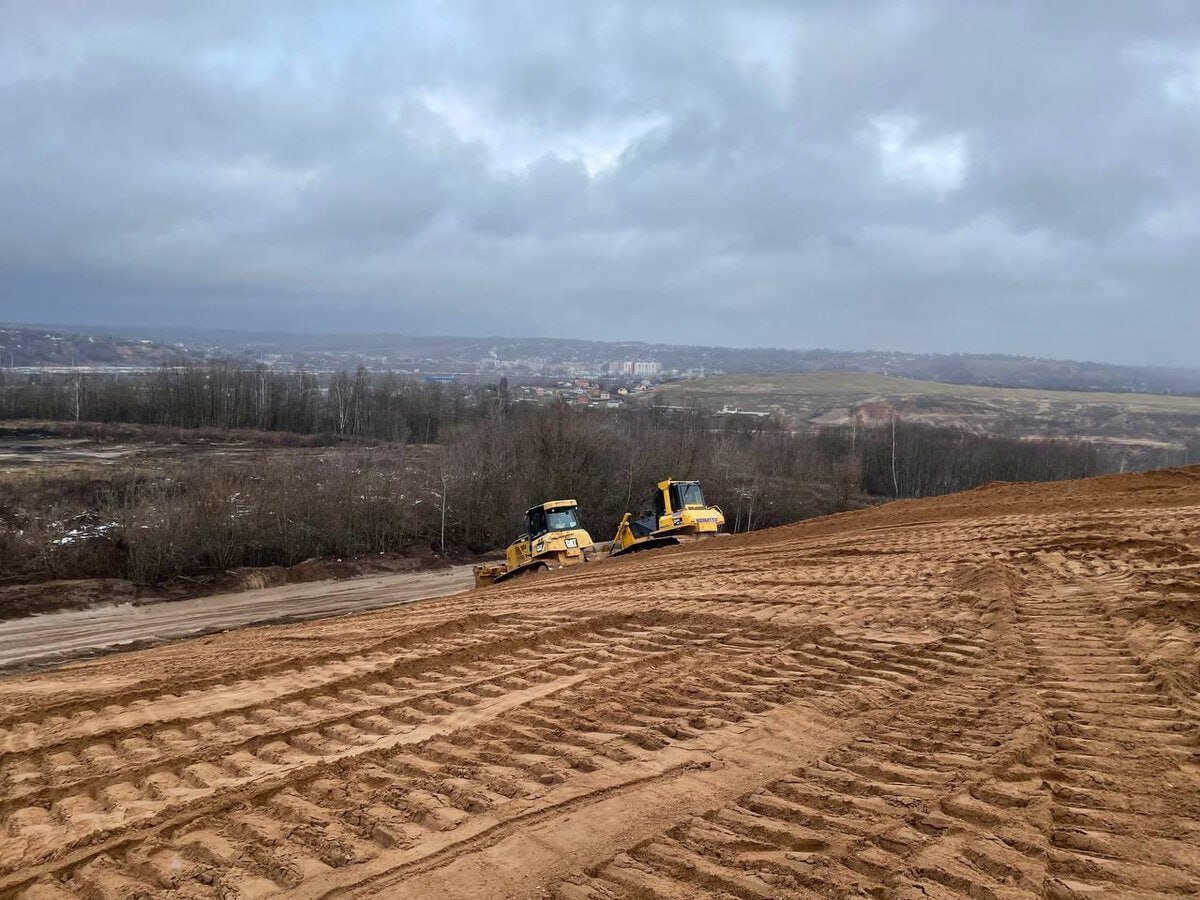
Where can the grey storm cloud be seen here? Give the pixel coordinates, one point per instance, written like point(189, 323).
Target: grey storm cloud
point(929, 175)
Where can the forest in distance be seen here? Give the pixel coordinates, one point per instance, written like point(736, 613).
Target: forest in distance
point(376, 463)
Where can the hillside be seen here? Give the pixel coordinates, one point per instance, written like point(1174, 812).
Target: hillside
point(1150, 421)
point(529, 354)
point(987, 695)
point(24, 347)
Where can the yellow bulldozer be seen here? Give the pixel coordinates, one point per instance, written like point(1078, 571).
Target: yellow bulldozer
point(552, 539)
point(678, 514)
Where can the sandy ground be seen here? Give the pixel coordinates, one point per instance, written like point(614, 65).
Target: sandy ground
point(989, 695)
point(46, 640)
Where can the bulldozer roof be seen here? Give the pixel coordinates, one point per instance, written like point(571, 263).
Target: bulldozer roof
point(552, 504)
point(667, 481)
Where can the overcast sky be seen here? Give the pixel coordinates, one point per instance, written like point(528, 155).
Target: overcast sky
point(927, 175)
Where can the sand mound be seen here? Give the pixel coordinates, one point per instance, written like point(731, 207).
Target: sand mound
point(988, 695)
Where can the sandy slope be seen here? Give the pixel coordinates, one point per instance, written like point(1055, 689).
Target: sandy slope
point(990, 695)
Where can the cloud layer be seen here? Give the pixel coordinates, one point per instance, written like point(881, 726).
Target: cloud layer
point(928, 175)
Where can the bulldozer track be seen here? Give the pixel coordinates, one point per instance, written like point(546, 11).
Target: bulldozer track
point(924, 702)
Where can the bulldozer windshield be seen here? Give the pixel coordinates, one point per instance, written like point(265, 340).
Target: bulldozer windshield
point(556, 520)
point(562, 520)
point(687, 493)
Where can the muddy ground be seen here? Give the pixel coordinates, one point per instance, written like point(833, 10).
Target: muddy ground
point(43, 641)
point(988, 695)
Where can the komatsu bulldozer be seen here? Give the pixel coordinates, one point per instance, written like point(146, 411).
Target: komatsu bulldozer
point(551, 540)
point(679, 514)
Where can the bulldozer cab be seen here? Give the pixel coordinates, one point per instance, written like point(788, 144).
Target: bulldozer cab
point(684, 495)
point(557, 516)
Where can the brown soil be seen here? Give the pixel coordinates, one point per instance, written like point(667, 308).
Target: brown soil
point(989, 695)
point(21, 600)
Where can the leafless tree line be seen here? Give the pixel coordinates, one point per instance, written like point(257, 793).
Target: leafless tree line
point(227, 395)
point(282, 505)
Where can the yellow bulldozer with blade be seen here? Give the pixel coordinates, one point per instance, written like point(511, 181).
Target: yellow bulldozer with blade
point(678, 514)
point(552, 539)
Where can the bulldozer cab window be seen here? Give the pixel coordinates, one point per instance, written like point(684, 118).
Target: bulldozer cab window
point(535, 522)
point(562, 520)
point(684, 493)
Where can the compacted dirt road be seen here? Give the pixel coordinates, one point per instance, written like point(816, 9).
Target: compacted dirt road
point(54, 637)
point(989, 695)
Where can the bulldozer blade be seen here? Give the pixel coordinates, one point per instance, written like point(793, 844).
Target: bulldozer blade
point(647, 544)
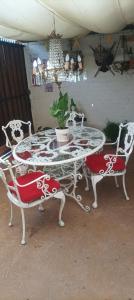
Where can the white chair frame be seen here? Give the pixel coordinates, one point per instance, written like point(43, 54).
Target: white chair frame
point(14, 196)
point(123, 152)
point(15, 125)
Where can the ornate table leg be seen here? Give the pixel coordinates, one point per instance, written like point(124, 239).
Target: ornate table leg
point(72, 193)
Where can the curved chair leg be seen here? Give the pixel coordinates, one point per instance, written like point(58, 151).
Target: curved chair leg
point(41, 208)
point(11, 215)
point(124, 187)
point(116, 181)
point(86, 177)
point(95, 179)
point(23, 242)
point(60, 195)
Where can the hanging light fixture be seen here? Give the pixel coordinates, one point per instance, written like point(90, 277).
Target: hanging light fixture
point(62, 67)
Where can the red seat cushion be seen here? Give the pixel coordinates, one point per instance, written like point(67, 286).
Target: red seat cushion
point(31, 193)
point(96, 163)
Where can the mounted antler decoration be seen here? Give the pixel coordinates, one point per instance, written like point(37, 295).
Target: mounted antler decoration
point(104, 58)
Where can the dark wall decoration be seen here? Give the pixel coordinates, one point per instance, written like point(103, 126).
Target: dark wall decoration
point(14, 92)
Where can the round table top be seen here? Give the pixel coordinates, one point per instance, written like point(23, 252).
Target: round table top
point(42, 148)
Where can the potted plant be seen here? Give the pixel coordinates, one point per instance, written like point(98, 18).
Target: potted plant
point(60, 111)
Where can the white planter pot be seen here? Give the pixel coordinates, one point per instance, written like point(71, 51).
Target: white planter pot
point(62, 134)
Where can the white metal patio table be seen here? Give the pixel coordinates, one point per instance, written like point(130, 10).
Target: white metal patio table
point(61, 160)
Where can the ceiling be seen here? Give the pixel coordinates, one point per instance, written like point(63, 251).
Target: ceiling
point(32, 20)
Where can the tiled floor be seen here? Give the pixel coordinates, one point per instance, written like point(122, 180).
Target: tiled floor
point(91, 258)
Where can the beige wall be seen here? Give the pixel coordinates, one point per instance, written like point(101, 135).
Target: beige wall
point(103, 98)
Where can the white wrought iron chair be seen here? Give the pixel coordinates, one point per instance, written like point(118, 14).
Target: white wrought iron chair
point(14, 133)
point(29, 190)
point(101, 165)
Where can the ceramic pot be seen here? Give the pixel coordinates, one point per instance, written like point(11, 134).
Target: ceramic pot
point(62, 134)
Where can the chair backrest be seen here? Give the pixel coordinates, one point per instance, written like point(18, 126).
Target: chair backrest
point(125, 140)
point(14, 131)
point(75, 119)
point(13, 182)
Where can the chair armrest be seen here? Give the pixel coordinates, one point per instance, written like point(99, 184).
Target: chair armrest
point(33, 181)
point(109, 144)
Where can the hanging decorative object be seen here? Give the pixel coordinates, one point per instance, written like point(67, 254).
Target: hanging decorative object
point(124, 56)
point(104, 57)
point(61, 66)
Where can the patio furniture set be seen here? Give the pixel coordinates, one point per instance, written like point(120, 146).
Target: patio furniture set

■ ■ ■ ■ ■ ■ ■

### Exercise details
Could you repeat every record exactly as written, with the pictures left out?

### Exercise response
Where can the grey storm cloud be seen here? Give the pixel coordinates, one point per instance, written like point(189, 323).
Target: grey storm cloud
point(929, 175)
Where can the forest in distance be seen here? Give the pixel coordinates, one point per instance, written like point(736, 613).
Target: forest in distance
point(376, 463)
Where can the hillside be seen here? Give the pixel coordinates, one point per instance, written like point(1174, 812).
Target: hillside
point(1150, 421)
point(529, 354)
point(987, 695)
point(24, 347)
Where can the yellow bulldozer be seen here? Give the pixel coordinates, one point per instance, written like point(1078, 571).
Target: yellow bulldozer
point(552, 539)
point(678, 514)
Where can the sandy ground be seen here? Give the pixel coordinates, one point per instance, written like point(614, 65).
Target: sandy ground
point(989, 695)
point(46, 640)
Where can the bulldozer roof be seen here? Give the pixel coordinates, one point per instance, written like point(571, 263).
Target: bulldozer roof
point(552, 504)
point(667, 481)
Where can the overcast sky be seen here? Give the pixel coordinates, one point per instance, written like point(528, 155).
Target: overcast sky
point(927, 175)
Where can the sand mound be seen here? Give the pixel coordinates, one point per instance, written like point(731, 207).
Target: sand mound
point(988, 695)
Where can the sandy slope be seen here? Give the pixel coordinates, one point per instance, written like point(1055, 689).
Target: sandy slope
point(990, 695)
Where can the cloud layer be seen here? Give the pixel coordinates, one point per instance, written like point(881, 726).
Target: cloud layer
point(928, 175)
Where can the bulldozer track be seen here? Give the pixel coordinates, one point per instance, written like point(546, 11).
Target: bulldozer track
point(924, 702)
Where can the bulldozer windshield be seen here? Give the pixel coordinates, one point per instance, written like point(265, 340).
Target: bulldozer windshield
point(556, 520)
point(562, 520)
point(687, 493)
Where can the muddy ground be seen here? Give the pixel coordinates, one point per instance, written like point(833, 10).
Target: muddy ground
point(43, 641)
point(988, 695)
Where can the komatsu bulldozer be seen here? Give the pixel coordinates, one point per instance, written like point(146, 411).
Target: komatsu bulldozer
point(551, 540)
point(679, 514)
Where can the bulldozer cab be seen here? Give the pixel coordinates, one point per instance, written like point(788, 144).
Target: bulldozer cab
point(684, 495)
point(557, 516)
Where can the brown soil be seen here? Give the pixel coordinates, one point per instance, written like point(667, 308).
Target: brown soil
point(989, 695)
point(21, 600)
Where can the leafless tree line be seen here? Give the pixel coordinates, one point per instance, written like point(257, 793).
Target: leafless tree line
point(227, 395)
point(282, 505)
Where can the yellow bulldozer with blade be seen here? Give the pixel coordinates, one point per instance, written like point(511, 181).
Target: yellow bulldozer with blade
point(678, 514)
point(552, 539)
Where can the bulldozer cab window be seen here? Give the pixel coordinates, one point per instance, written like point(684, 118).
Target: bulldozer cab window
point(535, 522)
point(562, 520)
point(684, 493)
Where can the compacted dirt road be seen here? Give the pixel coordinates, one point per instance, written like point(816, 9).
Target: compacted dirt road
point(54, 637)
point(989, 695)
Where can the bulldozer blade be seen here? Give the pixel coordinates, one point per instance, written like point(793, 844).
Target: bulldozer blade
point(647, 544)
Where can the white chair frame be seen here? Give the pixel coordinates, one point per instance, written like point(43, 54).
Target: white chair frame
point(14, 196)
point(123, 152)
point(15, 125)
Where can the ornate table leg be seen here? Give the pixel coordinates, one point per instance, written like point(124, 239).
Target: ornate table leg
point(72, 193)
Where can the curved chair leg be seen here? Give the pixel coordinates, one point per instance, written like point(58, 151).
Target: curved chair leg
point(41, 208)
point(11, 215)
point(124, 187)
point(116, 181)
point(86, 177)
point(95, 179)
point(23, 242)
point(60, 195)
Where can the hanging light fixture be seen here? Give the pixel coordinates, one point per instance, written like point(90, 277).
Target: hanging light fixture
point(62, 67)
Where can the red seat cushion be seen here? Give the pixel coordinates, one point per instance, written like point(67, 286).
Target: red seat cushion
point(31, 193)
point(96, 163)
Where can the mounted antler decoration be seen here? Give the pixel coordinates, one point per instance, written like point(37, 295).
Target: mounted antler decoration
point(104, 58)
Where can the dark wall decoration be seen here? Give the pixel coordinates, one point per instance, written like point(103, 126).
Target: dark wall decoration
point(14, 92)
Where can the round table top be seen here? Give the pixel coordinates, one point per instance, written like point(23, 252).
Target: round table top
point(42, 148)
Where can the potted plant be seen here? Give the pixel coordinates, one point per instance, written like point(98, 18).
Target: potted plant
point(60, 111)
Where can the white planter pot be seen here? Give the pixel coordinates, one point per instance, written like point(71, 51).
Target: white planter pot
point(62, 134)
Where can the white metal patio table be seen here? Give the pixel coordinates, one point per instance, written like point(130, 10).
Target: white metal patio table
point(61, 160)
Where can the ceiling be seen here? Give the pixel coordinates, one point per instance, written like point(63, 251).
Target: ceiling
point(32, 20)
Where can the tiled floor be seen here? Give the pixel coordinates, one point per instance, written like point(122, 180).
Target: tiled floor
point(91, 258)
Where can the beige wall be seen here? Give the pixel coordinates, one point per instance, written like point(101, 135).
Target: beige wall
point(103, 98)
Where can the white wrought iron chair be seen here? Give the pixel coordinates, one point per instance, written like point(118, 14).
Target: white wrought iron chair
point(14, 133)
point(29, 190)
point(101, 165)
Where can the ceramic pot be seen here? Give the pixel coordinates, one point per instance, written like point(11, 134).
Target: ceramic pot
point(62, 134)
Where can the chair backrest be seen here? Give the pixel coordinates, one point per instance, written like point(18, 126).
Target: chair backrest
point(125, 140)
point(14, 131)
point(75, 119)
point(13, 182)
Where can the chair armrest be seen here? Give the pixel coordinates, one point per instance, written like point(99, 184).
Target: chair armrest
point(33, 181)
point(109, 144)
Where can the hanging decorative object be seen here? Give the pixel coordinates, one point per instance, written like point(67, 254).
Target: hanging decorative object
point(124, 56)
point(104, 57)
point(61, 66)
Where can the patio furniture set be seen here? Give the pixel coordinates, one point per instance, written like point(120, 146).
Target: patio furniture set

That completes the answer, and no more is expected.